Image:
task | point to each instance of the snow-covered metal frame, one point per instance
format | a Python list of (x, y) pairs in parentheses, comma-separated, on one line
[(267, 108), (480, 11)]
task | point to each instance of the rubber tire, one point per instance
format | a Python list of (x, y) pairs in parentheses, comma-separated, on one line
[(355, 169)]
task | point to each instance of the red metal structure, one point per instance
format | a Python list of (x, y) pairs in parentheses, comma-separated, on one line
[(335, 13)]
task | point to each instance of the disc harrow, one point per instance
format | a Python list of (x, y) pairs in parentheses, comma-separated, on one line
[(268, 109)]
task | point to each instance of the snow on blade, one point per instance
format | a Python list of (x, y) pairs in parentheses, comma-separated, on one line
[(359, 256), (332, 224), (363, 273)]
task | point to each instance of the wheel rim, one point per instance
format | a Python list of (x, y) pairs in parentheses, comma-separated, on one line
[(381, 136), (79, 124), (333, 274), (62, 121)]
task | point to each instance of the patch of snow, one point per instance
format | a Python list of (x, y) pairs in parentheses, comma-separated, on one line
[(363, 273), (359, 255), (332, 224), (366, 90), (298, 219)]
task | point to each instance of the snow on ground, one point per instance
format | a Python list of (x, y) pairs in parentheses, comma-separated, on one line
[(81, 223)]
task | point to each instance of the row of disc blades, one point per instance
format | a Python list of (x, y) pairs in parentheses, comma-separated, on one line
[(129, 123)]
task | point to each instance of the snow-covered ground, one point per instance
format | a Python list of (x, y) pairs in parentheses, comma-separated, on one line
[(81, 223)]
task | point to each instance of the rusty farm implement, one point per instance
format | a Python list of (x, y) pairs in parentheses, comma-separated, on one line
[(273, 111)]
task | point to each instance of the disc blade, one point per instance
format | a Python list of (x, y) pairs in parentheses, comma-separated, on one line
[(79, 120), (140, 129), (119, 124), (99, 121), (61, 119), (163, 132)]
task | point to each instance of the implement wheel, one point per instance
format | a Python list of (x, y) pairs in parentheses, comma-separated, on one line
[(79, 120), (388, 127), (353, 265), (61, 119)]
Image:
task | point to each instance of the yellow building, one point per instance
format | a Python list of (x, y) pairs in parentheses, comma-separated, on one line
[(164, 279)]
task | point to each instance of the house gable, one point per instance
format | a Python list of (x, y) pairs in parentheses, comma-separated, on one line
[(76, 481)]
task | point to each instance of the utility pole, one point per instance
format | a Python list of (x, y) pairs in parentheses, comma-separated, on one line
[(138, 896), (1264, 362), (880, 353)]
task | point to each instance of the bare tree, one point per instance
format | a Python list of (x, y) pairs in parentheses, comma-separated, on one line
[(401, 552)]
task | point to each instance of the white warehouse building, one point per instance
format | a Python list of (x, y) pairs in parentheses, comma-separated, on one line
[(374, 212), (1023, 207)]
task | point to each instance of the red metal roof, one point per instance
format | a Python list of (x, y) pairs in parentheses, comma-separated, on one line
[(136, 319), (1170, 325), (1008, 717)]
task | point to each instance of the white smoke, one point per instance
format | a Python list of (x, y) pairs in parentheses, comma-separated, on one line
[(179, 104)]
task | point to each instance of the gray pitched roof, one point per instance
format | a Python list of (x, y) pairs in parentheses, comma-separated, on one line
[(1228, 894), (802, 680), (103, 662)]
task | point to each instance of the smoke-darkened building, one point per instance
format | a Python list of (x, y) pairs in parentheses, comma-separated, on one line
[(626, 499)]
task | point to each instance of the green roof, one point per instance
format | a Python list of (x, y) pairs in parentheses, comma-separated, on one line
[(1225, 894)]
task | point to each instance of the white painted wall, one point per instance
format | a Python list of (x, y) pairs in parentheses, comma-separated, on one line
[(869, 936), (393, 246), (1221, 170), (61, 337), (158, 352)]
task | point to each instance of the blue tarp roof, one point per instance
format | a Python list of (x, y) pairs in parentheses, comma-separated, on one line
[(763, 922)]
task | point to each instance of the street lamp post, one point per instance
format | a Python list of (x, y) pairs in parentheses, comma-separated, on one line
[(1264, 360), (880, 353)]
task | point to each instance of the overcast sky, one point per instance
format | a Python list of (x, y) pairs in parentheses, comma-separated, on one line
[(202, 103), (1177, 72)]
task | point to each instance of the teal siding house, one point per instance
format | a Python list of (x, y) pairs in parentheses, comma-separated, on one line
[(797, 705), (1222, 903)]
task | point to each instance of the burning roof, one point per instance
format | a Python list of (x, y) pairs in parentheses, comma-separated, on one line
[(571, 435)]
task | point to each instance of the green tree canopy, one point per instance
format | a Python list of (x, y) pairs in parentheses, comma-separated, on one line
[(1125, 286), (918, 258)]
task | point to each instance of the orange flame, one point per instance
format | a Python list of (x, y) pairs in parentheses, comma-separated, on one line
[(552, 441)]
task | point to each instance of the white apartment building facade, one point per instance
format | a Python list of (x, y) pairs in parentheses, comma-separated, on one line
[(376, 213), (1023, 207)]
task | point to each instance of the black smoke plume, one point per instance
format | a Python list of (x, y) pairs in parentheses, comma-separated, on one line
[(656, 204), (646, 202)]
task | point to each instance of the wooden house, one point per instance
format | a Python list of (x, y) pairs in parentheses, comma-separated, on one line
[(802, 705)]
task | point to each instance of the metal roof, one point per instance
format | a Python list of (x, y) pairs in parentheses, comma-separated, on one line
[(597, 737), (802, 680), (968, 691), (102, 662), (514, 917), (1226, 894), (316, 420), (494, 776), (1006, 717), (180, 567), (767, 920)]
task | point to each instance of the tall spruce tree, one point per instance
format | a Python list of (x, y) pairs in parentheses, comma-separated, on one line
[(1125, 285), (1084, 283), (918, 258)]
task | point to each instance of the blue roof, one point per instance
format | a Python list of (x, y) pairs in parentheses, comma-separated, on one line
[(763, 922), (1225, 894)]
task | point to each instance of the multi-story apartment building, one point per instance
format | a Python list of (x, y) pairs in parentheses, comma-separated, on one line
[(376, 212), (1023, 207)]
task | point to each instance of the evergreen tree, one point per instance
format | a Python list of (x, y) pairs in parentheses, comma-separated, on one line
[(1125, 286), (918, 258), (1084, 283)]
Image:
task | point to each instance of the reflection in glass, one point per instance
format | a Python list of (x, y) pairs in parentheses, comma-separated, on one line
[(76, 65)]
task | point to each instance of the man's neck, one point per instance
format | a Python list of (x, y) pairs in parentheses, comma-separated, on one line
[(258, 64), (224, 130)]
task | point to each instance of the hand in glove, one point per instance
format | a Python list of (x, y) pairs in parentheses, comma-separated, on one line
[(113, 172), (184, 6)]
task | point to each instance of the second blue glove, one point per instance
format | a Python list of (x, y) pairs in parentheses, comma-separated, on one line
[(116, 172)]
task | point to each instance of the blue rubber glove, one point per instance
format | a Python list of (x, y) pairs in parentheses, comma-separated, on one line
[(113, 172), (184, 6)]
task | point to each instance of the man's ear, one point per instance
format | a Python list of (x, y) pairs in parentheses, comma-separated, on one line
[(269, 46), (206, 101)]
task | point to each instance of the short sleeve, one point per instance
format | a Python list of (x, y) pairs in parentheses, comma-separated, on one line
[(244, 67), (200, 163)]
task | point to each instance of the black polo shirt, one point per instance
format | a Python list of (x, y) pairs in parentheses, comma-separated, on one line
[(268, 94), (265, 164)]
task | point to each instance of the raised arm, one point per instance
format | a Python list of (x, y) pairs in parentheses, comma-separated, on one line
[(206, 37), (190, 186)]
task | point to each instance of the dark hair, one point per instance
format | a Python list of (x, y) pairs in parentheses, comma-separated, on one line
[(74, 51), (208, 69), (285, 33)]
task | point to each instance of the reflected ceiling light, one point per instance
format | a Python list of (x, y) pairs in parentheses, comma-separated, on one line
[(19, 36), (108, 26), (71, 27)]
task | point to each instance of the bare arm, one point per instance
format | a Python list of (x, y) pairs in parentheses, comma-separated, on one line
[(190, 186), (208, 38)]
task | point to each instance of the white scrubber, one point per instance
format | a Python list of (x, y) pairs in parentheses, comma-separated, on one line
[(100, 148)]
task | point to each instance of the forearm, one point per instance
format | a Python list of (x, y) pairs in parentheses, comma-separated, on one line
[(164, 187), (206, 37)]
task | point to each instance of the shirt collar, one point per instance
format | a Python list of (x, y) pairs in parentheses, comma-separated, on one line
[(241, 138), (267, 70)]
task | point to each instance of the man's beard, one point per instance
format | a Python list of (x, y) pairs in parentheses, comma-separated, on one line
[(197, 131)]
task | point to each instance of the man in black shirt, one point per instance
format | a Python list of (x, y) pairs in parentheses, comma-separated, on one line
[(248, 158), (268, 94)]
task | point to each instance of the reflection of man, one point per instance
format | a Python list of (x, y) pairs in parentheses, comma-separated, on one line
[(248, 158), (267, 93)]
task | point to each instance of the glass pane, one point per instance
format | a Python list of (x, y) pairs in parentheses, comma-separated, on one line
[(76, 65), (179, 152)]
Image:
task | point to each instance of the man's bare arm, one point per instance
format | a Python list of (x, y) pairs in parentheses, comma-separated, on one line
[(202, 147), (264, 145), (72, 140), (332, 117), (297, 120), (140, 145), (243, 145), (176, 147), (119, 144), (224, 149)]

........

#### What is being asked
Include both ends. Return the line holding "task | point to each instance of the bare arm, one" and all lines after it in the records above, exactly as written.

#### Answer
task | point to each instance of the bare arm, one point per instance
format | a Python list of (x, y) pairs in parentheses, comma-separated, on one line
[(190, 186), (208, 38)]
task | point to each instance of the white scrubber, one point per instance
format | a Python list of (x, y) pairs in parentheses, comma-separated, on one line
[(100, 148)]
task | point to each instance of the forearm, one point per instance
format | a Python list of (x, y) pairs in parentheses, comma-separated, on one line
[(164, 187), (206, 37)]
task | point to each instance of the shirt collar, one point per instance
format | a Python list of (x, y) pairs in parentheses, comma-separated, on one line
[(241, 138), (267, 70)]
task | point to each instance of the man's beard, one point per instance
format | a Python list of (x, y) pairs in parentheses, comma-separated, on one line
[(197, 131)]
task | point to each instance of the man in black shirt, one point per instance
format | a Python list of (x, y) pairs in parentheses, comma-separated, on one line
[(248, 158), (268, 94)]
task | point to each instance of the reflection of man, one point per instance
format | a Python list of (x, y) pairs in parentheses, comma-separated, on one line
[(248, 158), (267, 93)]
task | point to each instance of the glass pane, one point per instance
format | a Python list of (x, y) pairs in parentheses, comma-separated, on one line
[(76, 65), (179, 152)]
Image:
task | point to each instance of the man's bare arm, one point per instance
format | a Python list of (x, y) pairs in parentheses, comma-separated, on one line
[(202, 147), (264, 145), (72, 140), (332, 117), (297, 120), (140, 145), (243, 145), (176, 147), (119, 144), (224, 149)]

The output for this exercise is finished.